Texto fornecido:
Em Pauta

EM DEBATE: CÓDIGO UNIFICADO DE GOVERNANÇA CORPORATIVA

A adoção de um Código unificado de Governança Corporativa pelas companhias abertas brasileiras encontra poucas vozes dissonantes. Porém, o “conteúdo” do Código, cuja elaboração está sendo discutida pelo “GT” Interagentes (Grupo de Trabalho Interagentes), que reúne 11 entidades do mercado, está cercado de divergências. O grupo tem optado por não tornar público o que está em discussão, nem as divergências, nem as convergências. O que tem vazado é que existem 50 pontos convergentes e que entre as divergências mais relevantes estão práticas como o princípio de uma ação um voto e o modelo aplique ou explique.

O GT tem se reunido mensalmente e a proposta final do Código será entregue para a CVM (Comissão de Valores Mobiliários) no fim de junho próximo. Embora pelo acordo firmado entre os membros do GT, as práticas contidas no código devam ser consensuais, o documento que será entregue para a CVM identificará também aquelas que não obtiveram consenso, além de apresentar as justificativas para as posições divergentes.

Segundo comunicado divulgado pelo GT, o objetivo é permitir que a própria CVM avalie a melhor forma de tratar temas mais sensíveis do código, uma vez que pretende torná-lo instrumento de regulação. O GT é integrado pelo IBGC, ABRASCA, ABRAPP, AMEC, ABVCAP, BM&FBOVESPA, APIMEC, IBRI, IBMEC, ANBIMA, BRAIN e tem a CVM e o BNDES como entidades observadoras.

O grupo também conta com o suporte institucional de uma equipe do Banco Mundial que, na reunião realizada em abril último, teria recomendado mais foco na discussão, conforme fontes do mercado.

De acordo com Angela Donaggio, professora da FGV Direito SP, nos últimos anos a adoção de códigos unificados de Governança tem sido frequente em diversos países. Para o mercado brasileiro, a unificação será positiva porque vai dar mais visibilidade às companhias brasileiras, facilitando a avaliação delas pelos investidores estrangeiros. Por isso, observa, o código unificado deveria ser o mais exigente possível para mostrar o que o país entende por boas práticas de Governança Corporativa. ”As empresas deveriam incentivar o código único e não o contrário”, ressalta.

Conjunto de linhas:
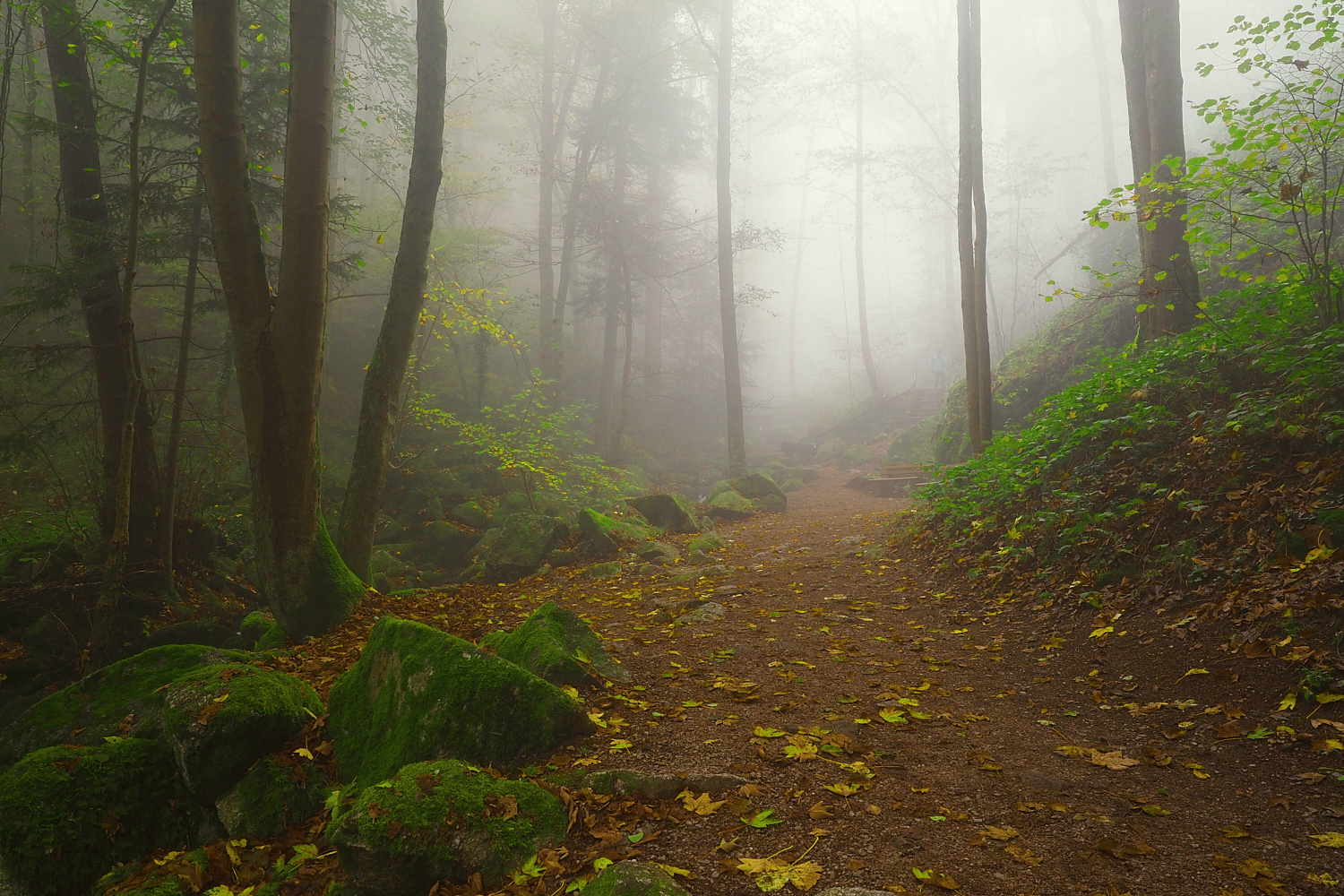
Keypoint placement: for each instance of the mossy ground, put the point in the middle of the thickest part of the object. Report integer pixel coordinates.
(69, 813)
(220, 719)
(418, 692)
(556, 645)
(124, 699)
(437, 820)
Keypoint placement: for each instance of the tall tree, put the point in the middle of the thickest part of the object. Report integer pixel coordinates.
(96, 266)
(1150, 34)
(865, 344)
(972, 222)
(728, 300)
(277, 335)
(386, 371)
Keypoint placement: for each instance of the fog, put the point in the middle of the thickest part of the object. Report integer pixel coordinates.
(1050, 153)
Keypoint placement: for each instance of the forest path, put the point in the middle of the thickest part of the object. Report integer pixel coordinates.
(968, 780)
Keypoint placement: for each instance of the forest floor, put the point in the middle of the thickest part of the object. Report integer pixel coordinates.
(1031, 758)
--
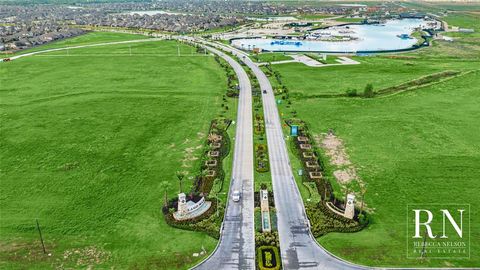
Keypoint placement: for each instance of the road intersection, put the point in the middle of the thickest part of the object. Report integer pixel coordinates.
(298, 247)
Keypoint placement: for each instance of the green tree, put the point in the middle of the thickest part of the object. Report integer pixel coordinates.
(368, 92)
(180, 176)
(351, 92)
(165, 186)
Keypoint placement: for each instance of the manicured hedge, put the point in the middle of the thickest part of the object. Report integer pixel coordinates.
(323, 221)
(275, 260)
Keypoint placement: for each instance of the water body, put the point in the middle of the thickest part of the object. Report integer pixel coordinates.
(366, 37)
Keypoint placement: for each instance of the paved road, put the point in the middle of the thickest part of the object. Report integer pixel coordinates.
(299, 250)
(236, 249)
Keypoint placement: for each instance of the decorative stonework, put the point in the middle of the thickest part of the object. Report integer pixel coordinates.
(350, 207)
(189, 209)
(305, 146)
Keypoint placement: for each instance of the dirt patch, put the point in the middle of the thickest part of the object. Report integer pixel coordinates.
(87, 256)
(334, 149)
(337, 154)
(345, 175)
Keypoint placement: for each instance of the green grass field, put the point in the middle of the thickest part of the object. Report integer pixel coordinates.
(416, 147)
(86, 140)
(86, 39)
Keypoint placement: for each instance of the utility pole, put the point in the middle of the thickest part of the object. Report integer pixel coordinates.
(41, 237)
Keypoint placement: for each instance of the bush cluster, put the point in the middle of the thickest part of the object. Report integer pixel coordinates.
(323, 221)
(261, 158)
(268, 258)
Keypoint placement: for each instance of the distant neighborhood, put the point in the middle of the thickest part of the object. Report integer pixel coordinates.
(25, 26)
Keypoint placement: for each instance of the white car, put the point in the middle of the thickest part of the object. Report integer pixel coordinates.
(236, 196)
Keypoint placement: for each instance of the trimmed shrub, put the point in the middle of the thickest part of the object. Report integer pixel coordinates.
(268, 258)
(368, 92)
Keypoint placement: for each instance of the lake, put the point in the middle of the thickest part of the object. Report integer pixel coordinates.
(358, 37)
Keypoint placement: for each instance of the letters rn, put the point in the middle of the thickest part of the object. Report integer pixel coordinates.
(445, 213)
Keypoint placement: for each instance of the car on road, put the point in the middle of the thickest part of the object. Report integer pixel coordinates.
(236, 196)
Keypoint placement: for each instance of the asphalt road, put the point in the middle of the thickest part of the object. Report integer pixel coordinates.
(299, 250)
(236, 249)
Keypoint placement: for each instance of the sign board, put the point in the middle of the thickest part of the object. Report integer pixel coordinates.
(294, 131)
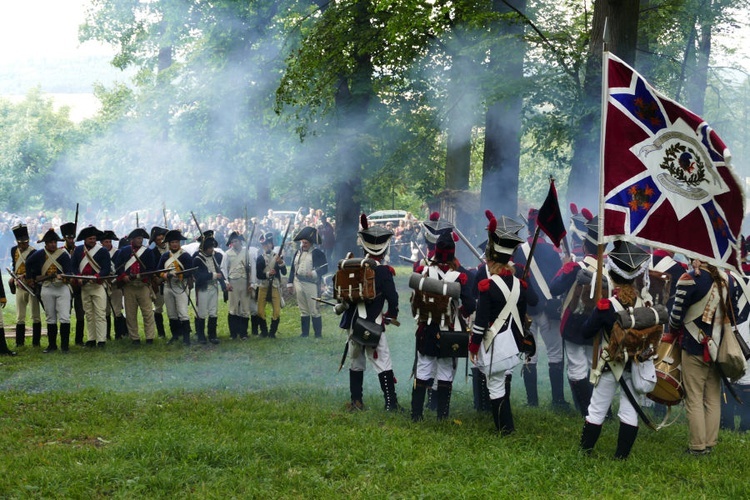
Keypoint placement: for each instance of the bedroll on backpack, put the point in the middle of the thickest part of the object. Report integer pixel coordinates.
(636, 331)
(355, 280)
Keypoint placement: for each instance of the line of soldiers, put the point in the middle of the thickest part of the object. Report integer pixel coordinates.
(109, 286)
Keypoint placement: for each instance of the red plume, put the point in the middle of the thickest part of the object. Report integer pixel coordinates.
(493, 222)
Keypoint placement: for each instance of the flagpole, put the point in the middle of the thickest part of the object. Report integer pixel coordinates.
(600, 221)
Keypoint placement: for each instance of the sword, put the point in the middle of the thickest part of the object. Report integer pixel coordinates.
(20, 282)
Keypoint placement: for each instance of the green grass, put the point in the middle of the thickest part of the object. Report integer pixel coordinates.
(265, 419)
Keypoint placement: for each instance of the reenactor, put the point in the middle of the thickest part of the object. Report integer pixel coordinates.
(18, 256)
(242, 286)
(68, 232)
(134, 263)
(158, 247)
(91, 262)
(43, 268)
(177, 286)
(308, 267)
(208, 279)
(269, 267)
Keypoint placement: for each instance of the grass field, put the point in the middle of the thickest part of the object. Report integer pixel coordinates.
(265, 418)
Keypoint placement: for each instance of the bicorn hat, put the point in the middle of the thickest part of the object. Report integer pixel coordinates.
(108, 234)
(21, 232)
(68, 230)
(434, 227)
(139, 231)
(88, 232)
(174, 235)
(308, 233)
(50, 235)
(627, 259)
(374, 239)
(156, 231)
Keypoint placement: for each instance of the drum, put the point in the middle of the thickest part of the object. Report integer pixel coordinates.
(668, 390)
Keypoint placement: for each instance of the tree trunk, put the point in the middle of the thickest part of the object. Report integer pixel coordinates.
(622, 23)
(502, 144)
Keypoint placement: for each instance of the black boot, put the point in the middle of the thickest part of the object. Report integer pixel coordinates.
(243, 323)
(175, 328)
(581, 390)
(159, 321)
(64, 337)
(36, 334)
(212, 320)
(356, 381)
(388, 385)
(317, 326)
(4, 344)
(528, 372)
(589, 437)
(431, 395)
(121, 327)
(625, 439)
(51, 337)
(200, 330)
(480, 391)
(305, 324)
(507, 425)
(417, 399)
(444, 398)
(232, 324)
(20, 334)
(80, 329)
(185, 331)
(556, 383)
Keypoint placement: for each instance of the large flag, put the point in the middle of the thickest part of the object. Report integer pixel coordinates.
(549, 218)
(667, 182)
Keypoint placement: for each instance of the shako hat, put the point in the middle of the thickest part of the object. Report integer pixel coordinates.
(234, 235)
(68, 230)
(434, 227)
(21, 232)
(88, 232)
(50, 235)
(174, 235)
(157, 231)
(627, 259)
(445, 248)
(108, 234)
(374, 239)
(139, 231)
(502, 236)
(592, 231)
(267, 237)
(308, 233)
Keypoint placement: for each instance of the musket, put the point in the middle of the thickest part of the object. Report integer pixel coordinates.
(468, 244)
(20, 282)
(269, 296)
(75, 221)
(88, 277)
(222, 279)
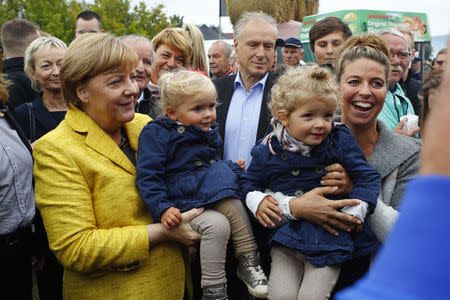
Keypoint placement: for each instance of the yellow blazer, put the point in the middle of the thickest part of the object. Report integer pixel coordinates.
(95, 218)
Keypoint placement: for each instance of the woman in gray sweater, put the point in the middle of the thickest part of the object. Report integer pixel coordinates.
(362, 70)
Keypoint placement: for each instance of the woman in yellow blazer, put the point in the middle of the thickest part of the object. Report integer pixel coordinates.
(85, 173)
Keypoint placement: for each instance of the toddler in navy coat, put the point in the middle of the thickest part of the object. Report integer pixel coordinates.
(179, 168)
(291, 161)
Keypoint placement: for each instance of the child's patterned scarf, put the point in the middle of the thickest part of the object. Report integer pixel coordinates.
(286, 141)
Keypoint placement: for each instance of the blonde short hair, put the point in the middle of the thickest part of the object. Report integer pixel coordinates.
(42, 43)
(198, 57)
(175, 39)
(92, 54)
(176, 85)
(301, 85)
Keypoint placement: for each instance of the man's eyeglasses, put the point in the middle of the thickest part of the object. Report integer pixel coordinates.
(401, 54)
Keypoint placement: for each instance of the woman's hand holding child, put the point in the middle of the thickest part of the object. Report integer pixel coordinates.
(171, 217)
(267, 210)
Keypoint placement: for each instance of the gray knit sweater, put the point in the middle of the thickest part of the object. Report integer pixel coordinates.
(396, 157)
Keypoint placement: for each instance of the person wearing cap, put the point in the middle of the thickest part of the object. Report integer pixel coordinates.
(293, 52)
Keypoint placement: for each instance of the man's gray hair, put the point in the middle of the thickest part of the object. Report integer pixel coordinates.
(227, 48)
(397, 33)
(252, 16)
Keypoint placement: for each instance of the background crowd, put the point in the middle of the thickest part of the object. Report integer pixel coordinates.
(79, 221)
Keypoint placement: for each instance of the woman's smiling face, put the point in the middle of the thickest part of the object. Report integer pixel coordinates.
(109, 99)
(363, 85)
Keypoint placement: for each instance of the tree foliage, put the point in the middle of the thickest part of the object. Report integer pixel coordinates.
...
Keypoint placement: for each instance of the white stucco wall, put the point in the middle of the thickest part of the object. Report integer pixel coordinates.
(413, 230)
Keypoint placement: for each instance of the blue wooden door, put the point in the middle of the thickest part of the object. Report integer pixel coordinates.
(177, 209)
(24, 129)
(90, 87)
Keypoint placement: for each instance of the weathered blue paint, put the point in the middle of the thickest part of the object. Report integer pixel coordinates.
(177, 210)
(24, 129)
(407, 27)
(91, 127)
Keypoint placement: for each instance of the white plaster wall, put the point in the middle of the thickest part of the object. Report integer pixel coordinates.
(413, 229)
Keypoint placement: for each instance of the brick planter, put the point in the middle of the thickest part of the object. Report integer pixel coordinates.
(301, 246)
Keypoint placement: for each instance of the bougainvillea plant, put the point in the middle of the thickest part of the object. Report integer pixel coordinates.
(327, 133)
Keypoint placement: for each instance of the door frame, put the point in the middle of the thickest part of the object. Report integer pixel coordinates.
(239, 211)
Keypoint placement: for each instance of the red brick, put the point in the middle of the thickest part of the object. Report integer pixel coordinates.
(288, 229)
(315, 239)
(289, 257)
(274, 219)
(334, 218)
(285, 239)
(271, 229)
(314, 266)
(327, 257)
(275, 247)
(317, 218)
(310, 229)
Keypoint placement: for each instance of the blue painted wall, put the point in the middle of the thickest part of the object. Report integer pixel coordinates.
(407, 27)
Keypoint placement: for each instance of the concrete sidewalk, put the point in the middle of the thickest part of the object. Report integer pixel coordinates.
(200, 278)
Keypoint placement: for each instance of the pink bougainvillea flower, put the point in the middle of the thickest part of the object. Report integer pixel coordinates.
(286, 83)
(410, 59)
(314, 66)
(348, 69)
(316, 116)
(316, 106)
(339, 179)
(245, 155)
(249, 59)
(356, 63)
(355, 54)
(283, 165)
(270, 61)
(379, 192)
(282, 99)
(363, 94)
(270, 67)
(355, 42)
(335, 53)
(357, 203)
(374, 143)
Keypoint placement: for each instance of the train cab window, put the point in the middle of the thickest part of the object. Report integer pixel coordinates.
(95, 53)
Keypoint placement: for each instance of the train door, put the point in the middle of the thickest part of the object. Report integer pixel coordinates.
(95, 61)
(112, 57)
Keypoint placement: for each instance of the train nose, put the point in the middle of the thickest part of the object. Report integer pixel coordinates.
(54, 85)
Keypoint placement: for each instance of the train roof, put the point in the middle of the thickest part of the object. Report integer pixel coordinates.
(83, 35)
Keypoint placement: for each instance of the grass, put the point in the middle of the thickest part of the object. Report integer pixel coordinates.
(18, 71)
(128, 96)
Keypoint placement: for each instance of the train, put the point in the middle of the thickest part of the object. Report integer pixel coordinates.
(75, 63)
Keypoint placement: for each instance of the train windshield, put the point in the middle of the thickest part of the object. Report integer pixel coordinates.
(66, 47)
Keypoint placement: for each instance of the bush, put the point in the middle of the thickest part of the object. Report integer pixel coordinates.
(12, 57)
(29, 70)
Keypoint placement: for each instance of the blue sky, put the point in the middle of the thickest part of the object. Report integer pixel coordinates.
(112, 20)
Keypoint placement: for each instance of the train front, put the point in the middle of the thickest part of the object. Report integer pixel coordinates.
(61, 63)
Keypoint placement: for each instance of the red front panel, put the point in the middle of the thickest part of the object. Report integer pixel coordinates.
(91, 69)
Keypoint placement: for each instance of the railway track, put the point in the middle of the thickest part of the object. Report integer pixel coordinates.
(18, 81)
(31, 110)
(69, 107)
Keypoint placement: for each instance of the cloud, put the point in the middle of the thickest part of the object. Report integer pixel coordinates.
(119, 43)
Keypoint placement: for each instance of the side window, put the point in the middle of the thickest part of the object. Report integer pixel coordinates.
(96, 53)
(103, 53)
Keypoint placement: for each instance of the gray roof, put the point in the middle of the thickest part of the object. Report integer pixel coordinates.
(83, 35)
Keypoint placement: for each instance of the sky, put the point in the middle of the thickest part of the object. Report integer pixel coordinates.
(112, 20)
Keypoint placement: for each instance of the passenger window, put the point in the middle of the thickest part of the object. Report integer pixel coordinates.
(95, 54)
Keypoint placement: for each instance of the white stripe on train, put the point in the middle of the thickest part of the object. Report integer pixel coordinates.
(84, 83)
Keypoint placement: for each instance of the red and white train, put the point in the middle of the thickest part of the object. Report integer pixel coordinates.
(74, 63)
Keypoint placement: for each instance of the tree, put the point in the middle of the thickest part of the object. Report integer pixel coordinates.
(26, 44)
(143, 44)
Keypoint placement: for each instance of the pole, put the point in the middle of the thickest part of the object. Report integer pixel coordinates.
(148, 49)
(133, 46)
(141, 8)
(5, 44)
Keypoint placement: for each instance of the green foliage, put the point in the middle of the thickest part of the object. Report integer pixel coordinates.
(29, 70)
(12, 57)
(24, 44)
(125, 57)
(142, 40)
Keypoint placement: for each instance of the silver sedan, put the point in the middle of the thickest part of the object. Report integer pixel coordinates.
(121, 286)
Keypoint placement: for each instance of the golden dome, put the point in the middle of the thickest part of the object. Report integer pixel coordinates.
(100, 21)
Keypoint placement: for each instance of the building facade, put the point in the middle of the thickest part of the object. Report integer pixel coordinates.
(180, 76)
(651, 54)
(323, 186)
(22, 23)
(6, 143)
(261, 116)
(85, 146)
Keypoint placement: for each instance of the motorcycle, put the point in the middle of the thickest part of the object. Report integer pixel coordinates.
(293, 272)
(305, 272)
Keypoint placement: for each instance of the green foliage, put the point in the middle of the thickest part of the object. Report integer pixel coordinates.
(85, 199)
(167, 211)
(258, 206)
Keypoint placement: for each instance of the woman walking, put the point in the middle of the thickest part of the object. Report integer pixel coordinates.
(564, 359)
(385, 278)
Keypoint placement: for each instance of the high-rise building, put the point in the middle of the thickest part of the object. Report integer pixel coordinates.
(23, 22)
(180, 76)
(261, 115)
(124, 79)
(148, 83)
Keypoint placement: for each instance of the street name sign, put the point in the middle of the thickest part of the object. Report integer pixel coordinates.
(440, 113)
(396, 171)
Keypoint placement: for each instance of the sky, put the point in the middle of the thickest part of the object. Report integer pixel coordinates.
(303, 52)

Tarefas:
A. De acordo com o texto sobre o código de governança, quando a proposta final do Código vai ser entregue à CVM?
B. Reproduza um trecho do texto sobre o código de governança: comece nas palavras "Segundo comunicado divulgado" e pare depois de "fontes do mercado.".

Respostas por tarefa:
A. No fim de junho próximo.

B.
Segundo comunicado divulgado pelo GT, o objetivo é permitir que a própria CVM avalie a melhor forma de tratar temas mais sensíveis do código, uma vez que pretende torná-lo instrumento de regulação. O GT é integrado pelo IBGC, ABRASCA, ABRAPP, AMEC, ABVCAP, BM&FBOVESPA, APIMEC, IBRI, IBMEC, ANBIMA, BRAIN e tem a CVM e o BNDES como entidades observadoras.

O grupo também conta com o suporte institucional de uma equipe do Banco Mundial que, na reunião realizada em abril último, teria recomendado mais foco na discussão, conforme fontes do mercado.